#### Text extract:
══════════════════════════════

Hon'ble Apex Court in Shalini Shyam Shetty & Anr. vs Rajendra Shankar Patil: (2010) 8 SCC 329 has laid down the nature and scope of jurisdiction under Article 227 and laid down guidelines for exercising such jurisdiction in para 49 which reads as under:-

"49. On an analysis of the aforesaid decisions of this Court, the following principles on the exercise of High Court's jurisdiction under Article 227 of the Constitution may be formulated:
(a) A petition under Article 226 of the Constitution is different from a petition under Article 227.The mode of exercise of power by the High Court under these two articles is also different.
(b) In any event, a petition under Article 227 cannot be called a writ petition. The history of the conferment of writ jurisdiction on High Courts is substantially different from the history of conferment of the power of superintendence on the High Courts under Article 227 and have been discussed above.
(c) High Courts cannot, at the drop of a hat, in exercise of its power of superintendence under Article 227 of the Constitution, interfere with the orders of tribunals or courts 6 inferior to it. Nor can it, in exercise of this power, act as a court of appeal over the orders of the court or tribunal subordinate to it. In cases where an alternative statutory mode of redressal has been provided, that would also operate as a restrain on the exercise of this power by the High Court.
(d) The parameters of interference by High Courts in exercise of their power of superintendence have been repeatedly laid down by this Court. In this regard the High Court must be guided by the principles laid down by the Constitution Bench of this Court in Waryam Singh and the principles in Waryam Singh have been repeatedly followed by subsequent Constitution Benches and various other decisions of this Court.

══════════════════════════════

#### Records provided:
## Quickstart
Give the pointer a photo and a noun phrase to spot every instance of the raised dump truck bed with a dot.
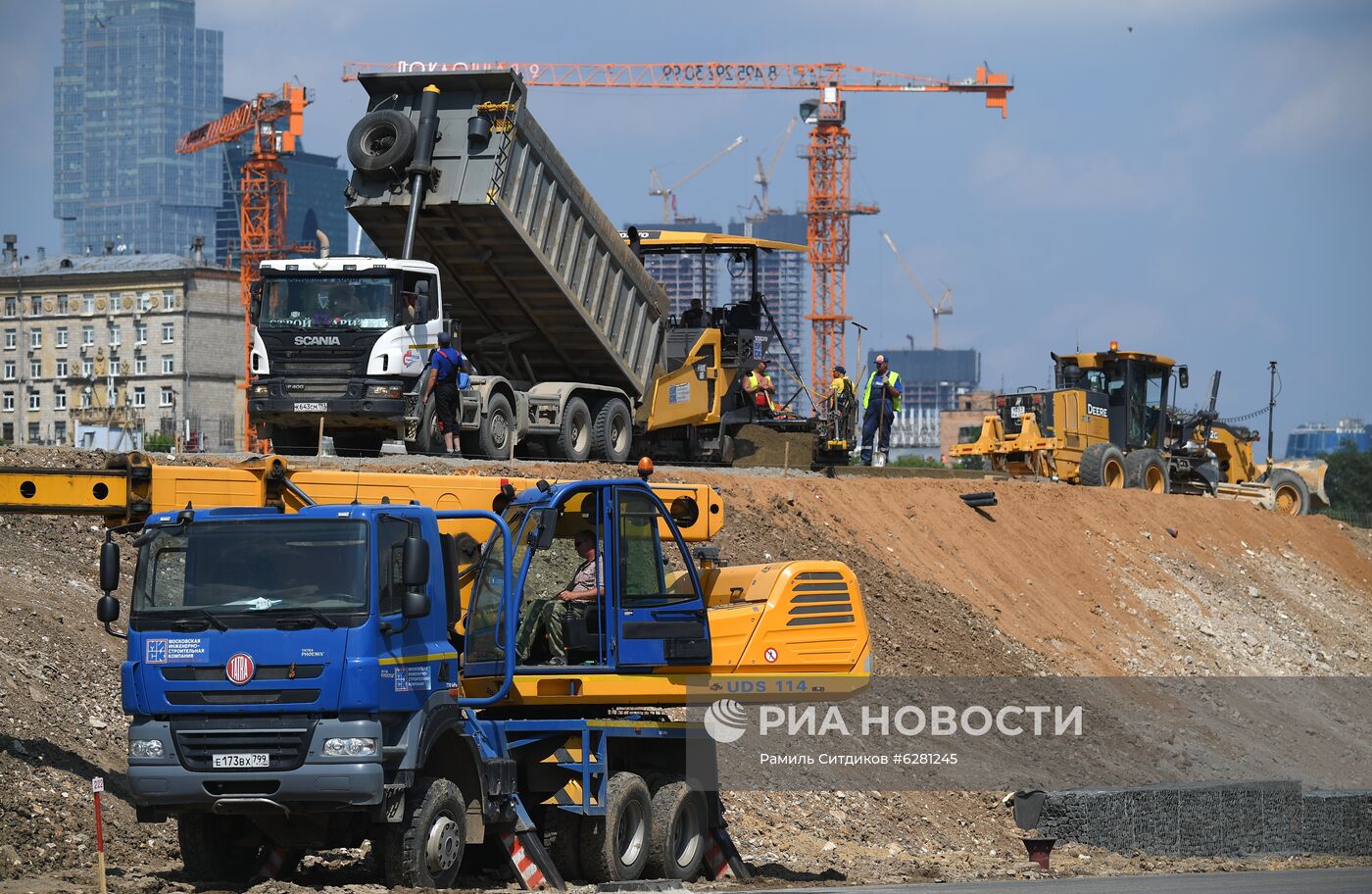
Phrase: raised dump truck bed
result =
(542, 283)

══════════════════════════════

#### Tasks to carry out:
[1] From the Article 227 excerpt, retype the stretch from "Hon'ble Apex Court" through "is also different.".
[2] List the letters that label the principles quoted from para 49 in the Article 227 excerpt.
Rely solely on the Article 227 excerpt.

#### Answers below:
[1]
Hon'ble Apex Court in Shalini Shyam Shetty & Anr. vs Rajendra Shankar Patil: (2010) 8 SCC 329 has laid down the nature and scope of jurisdiction under Article 227 and laid down guidelines for exercising such jurisdiction in para 49 which reads as under:-

"49. On an analysis of the aforesaid decisions of this Court, the following principles on the exercise of High Court's jurisdiction under Article 227 of the Constitution may be formulated:
(a) A petition under Article 226 of the Constitution is different from a petition under Article 227.The mode of exercise of power by the High Court under these two articles is also different.

[2] (a), (b), (c), (d)